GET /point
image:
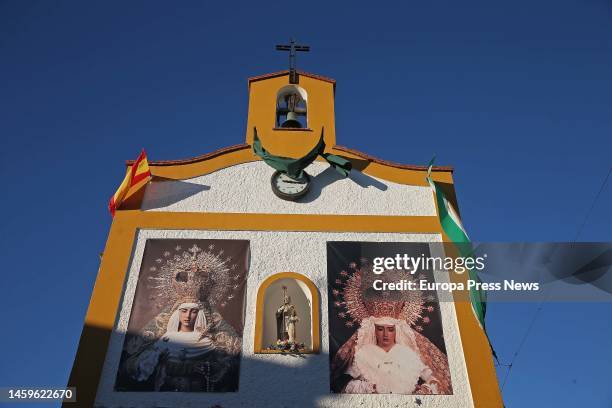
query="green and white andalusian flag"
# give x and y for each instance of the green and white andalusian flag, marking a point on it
(453, 228)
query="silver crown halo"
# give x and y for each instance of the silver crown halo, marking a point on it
(355, 298)
(194, 275)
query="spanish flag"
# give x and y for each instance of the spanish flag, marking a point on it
(136, 173)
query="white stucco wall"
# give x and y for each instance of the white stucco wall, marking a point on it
(271, 380)
(245, 188)
(300, 298)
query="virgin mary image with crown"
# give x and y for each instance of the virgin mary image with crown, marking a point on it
(187, 346)
(387, 353)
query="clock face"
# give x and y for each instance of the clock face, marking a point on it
(289, 188)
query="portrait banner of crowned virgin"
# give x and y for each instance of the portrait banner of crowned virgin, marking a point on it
(185, 328)
(382, 341)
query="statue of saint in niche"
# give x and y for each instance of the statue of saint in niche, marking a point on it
(286, 318)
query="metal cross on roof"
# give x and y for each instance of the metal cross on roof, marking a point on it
(292, 48)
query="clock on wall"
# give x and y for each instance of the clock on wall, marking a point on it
(289, 188)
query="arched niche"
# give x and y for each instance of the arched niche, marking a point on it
(304, 296)
(291, 107)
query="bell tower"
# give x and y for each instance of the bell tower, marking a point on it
(291, 108)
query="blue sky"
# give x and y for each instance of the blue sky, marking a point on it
(516, 96)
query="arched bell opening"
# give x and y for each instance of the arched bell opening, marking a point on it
(291, 107)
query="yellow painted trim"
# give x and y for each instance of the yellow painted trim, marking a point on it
(316, 319)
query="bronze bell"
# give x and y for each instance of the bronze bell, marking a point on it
(291, 121)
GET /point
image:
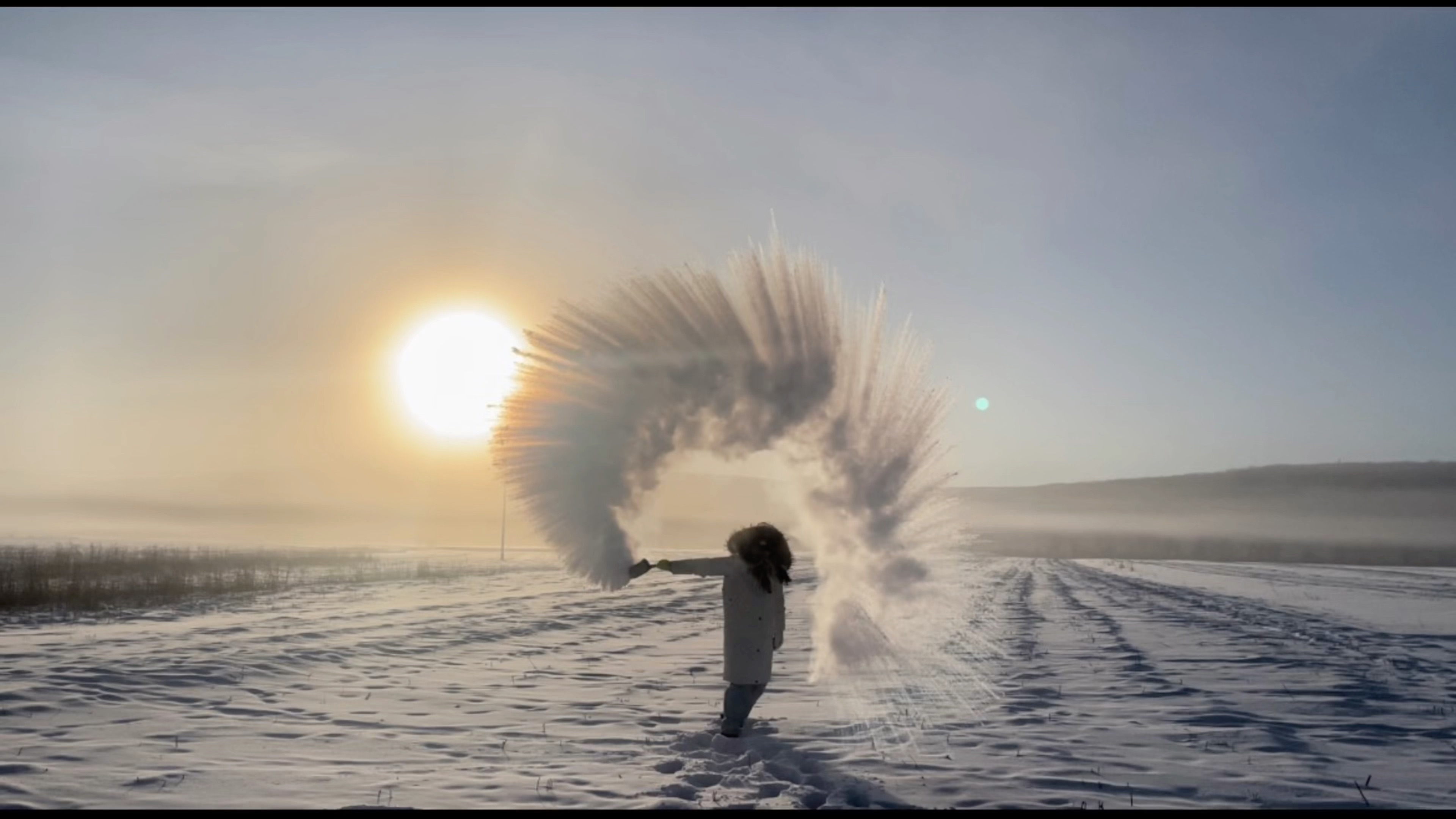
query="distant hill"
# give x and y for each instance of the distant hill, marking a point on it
(1406, 475)
(1314, 511)
(1403, 489)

[SHORT PROBLEM]:
Rewrite all of the records above as a numbered list with one line per item, omitting any blank lines and leaving out the pictures.

[RESPONSE TO THE EXERCISE]:
1. GET /point
2. image:
3. query="green and white andalusian flag"
4. # give x and y for each instance of the green and white andalusian flag, marking a point on it
5. (453, 228)
6. query="silver crown halo"
7. # give x and y for each instance of the silver crown halo, marking a point on it
8. (355, 298)
9. (194, 275)
10. query="spanish flag"
11. # give x and y for each instance of the spanish flag, marking a point on it
12. (136, 173)
13. query="white stucco wall"
14. # give x and y for each instance of the white stucco wall, marking a point on it
15. (271, 380)
16. (245, 188)
17. (300, 298)
18. query="virgin mary image with crown"
19. # give x and y for each instance of the virgin mary image with crown, marking a point on it
20. (187, 346)
21. (387, 353)
22. query="clock face"
23. # give x and y for each instance of the clock face, marking a point on it
24. (289, 188)
25. query="portrait banner of crowned virgin"
26. # give x and y for each instance of the portrait banner of crowned virgin, marking a point on it
27. (185, 328)
28. (382, 341)
29. query="statue of saint in niche"
30. # give x and y for each instance of the statue of saint in niche, marking a point on it
31. (286, 318)
32. query="metal cross on roof"
33. # give x and y for each instance of the metal cross on roof, marking a point on it
34. (292, 48)
35. query="clock on wall"
36. # give x and y for each instance of the clock on wall, marking a point on it
37. (289, 188)
38. query="arched niche"
39. # give x and y for each instance of the arched niche, marking a point on it
40. (304, 296)
41. (291, 107)
42. query="bell tower"
43. # give x and y for each instance of the bell tower, marking a point on it
44. (291, 108)
45. query="blue sky"
46. # give x and y for each instance of the blue sky, marking a point on it
47. (516, 96)
48. query="arched bell opening"
49. # give x and y for each instance of the arched bell opening, marking a point on it
50. (291, 107)
51. query="yellow painted trim"
52. # give x and y for each instance of the yellow painted trim, marking a point on it
53. (316, 319)
54. query="bronze bell"
55. # give x and y for each instance of the bronze bell, marking a point on it
56. (291, 121)
57. GET /point
58. image:
59. query="distant hill"
60. # give x and y for each instance of the distant hill, marking a point on it
61. (1406, 475)
62. (1314, 511)
63. (1403, 489)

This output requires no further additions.